* [WHAT NEEDS TO BE DONE] Return the listing exactly as it appears, but strip out the images.

################

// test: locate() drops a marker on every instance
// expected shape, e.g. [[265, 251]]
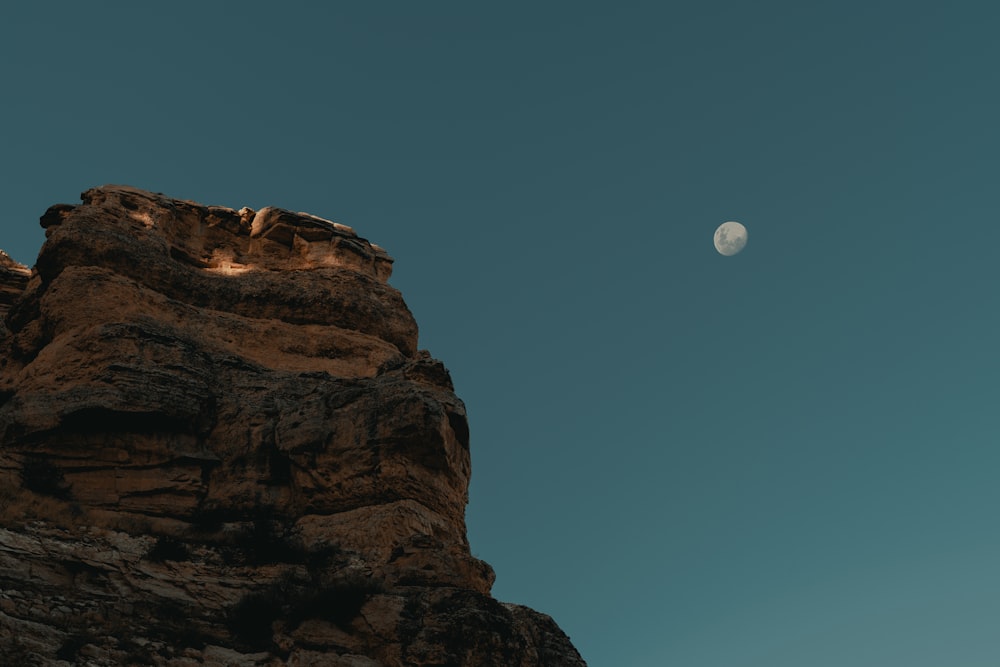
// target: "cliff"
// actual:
[[220, 445]]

################

* [RESPONSE]
// test: locate() drops a marker on every instance
// expected shape, e.g. [[265, 251]]
// target: "cliff"
// actual:
[[220, 445]]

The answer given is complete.